Position annotation items:
++++

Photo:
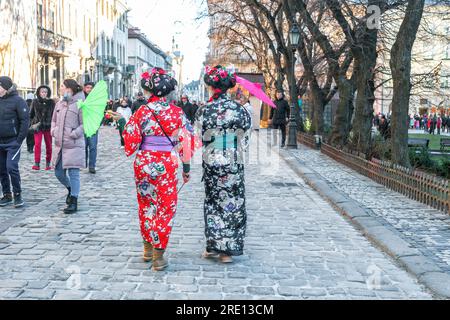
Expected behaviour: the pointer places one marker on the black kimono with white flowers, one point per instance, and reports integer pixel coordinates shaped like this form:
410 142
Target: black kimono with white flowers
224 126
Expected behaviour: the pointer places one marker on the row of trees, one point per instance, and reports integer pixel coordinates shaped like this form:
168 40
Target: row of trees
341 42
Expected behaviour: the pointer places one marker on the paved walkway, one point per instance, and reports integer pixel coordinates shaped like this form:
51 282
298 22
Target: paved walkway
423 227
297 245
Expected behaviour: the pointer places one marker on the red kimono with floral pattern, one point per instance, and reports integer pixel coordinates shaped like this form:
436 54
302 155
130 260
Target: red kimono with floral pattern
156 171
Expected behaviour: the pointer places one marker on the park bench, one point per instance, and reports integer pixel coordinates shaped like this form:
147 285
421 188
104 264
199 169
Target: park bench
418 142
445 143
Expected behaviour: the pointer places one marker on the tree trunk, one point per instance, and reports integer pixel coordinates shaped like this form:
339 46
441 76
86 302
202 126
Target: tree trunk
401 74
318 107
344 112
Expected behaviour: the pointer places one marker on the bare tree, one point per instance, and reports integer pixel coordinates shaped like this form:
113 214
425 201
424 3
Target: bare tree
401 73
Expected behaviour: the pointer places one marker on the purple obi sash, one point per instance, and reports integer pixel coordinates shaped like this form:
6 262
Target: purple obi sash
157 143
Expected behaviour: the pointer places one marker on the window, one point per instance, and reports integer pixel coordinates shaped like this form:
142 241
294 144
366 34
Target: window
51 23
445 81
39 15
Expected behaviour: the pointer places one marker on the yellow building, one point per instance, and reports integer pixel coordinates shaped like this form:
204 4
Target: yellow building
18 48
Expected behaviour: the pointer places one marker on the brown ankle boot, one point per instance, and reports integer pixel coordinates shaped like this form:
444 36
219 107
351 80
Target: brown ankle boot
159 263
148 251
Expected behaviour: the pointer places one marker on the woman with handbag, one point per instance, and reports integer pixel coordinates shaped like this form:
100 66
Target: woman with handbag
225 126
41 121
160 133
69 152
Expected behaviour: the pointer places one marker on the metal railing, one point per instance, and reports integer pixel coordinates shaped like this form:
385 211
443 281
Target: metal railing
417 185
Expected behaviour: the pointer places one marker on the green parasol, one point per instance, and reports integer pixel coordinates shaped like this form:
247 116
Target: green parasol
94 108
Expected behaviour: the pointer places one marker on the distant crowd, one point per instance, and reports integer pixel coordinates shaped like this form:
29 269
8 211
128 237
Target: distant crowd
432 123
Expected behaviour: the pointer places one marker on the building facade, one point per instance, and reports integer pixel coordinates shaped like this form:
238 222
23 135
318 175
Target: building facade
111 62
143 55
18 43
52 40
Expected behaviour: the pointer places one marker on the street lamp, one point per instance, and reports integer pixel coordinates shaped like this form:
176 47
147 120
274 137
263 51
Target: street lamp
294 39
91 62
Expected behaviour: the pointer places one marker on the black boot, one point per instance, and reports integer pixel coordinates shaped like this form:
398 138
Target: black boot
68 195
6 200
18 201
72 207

++++

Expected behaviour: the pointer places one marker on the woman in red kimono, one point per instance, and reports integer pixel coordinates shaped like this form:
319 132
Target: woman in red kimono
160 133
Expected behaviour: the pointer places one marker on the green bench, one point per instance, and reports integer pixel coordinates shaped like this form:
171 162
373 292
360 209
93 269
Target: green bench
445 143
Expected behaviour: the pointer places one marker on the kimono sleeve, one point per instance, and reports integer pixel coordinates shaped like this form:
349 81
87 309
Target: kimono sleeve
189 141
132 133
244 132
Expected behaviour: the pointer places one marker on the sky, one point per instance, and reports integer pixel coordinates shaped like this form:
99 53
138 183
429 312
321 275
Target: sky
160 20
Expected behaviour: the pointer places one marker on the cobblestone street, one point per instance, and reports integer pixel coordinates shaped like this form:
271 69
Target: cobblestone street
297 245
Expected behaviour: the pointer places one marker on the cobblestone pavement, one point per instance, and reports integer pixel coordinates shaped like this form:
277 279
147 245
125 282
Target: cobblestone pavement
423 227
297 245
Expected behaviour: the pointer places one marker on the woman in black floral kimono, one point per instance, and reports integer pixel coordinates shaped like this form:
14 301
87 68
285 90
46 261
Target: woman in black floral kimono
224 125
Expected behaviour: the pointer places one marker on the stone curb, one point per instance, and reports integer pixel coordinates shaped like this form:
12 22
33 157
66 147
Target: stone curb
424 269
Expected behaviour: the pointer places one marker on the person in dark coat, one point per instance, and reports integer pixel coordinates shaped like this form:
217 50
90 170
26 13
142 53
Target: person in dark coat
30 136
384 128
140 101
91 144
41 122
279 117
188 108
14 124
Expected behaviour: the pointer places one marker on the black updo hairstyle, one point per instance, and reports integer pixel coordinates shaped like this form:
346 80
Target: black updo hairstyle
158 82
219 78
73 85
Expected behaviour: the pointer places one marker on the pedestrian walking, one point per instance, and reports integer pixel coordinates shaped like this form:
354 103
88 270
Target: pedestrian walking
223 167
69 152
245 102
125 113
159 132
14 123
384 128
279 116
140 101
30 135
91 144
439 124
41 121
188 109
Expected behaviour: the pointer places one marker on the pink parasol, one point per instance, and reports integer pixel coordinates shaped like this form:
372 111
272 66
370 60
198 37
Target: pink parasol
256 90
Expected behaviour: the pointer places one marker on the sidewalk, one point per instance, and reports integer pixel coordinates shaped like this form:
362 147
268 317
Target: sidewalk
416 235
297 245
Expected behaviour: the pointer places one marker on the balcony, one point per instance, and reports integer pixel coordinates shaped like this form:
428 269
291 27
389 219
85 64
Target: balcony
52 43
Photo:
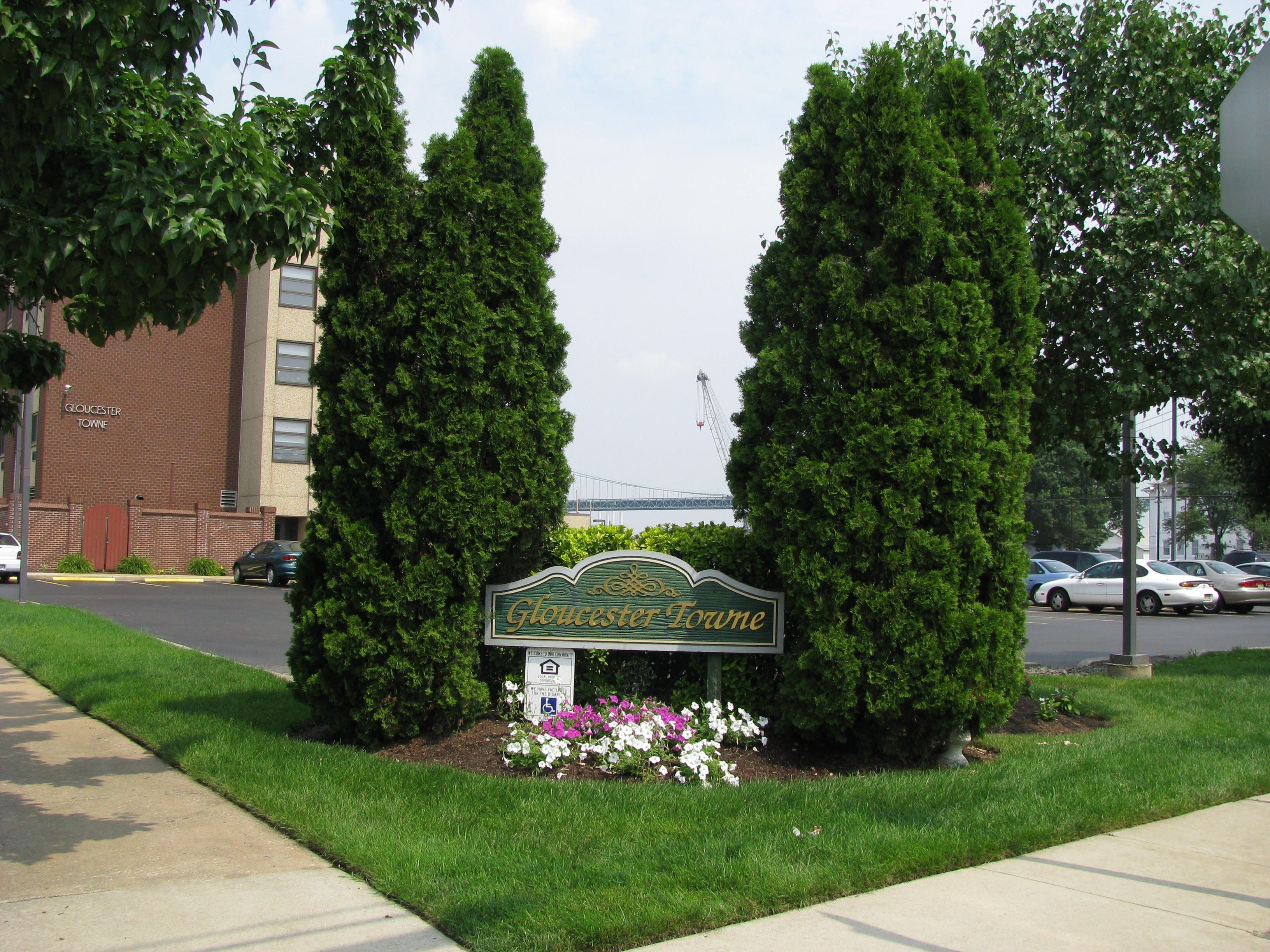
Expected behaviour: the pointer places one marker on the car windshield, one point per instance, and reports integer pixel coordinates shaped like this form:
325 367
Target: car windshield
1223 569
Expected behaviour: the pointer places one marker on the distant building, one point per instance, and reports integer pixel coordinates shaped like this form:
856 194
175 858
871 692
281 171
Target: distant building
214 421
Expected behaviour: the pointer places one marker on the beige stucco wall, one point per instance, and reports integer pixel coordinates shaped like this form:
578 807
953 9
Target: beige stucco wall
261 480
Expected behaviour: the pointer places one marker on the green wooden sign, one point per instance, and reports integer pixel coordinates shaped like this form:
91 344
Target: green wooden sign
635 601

++++

Instructions for the task:
Find each line in the items above that contains the string "stucco", and copy those lines out. Treat uppercase and lowercase letters as different.

Solution for this exercise:
Expected behaviour: the pointer places one marker on the beige stucco wall, one point per instance, and reports integer pixel coordinates shaped like this form:
Target: beige stucco wall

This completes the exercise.